#### What the task asks:
Going line by line through the entries below, count those that contain "apartment". Give the number by itself.

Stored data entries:
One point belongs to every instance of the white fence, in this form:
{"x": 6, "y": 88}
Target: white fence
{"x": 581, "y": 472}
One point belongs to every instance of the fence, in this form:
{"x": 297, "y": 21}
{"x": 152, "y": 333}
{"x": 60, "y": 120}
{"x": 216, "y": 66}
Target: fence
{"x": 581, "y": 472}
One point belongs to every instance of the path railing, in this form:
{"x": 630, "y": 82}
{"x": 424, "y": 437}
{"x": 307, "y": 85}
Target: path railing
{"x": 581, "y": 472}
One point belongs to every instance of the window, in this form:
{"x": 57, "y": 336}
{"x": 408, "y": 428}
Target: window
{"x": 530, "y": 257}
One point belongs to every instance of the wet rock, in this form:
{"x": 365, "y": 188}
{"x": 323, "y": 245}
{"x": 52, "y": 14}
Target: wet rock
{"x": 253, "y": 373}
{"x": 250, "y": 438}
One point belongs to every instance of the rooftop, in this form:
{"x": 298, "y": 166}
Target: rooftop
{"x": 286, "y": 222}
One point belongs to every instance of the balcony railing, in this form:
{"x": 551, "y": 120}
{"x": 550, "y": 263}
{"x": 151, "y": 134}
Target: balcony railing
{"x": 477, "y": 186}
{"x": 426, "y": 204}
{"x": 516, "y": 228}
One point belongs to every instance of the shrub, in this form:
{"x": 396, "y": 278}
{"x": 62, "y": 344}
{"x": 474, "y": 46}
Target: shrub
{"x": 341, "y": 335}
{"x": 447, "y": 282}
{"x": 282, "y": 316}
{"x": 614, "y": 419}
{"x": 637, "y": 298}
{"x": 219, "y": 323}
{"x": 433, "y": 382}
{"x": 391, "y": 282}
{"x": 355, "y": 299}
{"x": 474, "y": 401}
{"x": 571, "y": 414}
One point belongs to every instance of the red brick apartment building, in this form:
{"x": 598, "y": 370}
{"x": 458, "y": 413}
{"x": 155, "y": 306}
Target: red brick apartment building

#### Output for this exercise:
2